(Saved entries)
- - -

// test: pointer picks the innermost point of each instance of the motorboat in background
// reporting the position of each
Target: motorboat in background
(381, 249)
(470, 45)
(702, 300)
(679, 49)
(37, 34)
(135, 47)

- - -

What you return should match every line above exactly.

// test: pointer picks the innermost point of each instance of the motorboat in background
// reporting the position of each
Target: motorboat in background
(381, 249)
(470, 45)
(702, 300)
(679, 49)
(37, 34)
(135, 47)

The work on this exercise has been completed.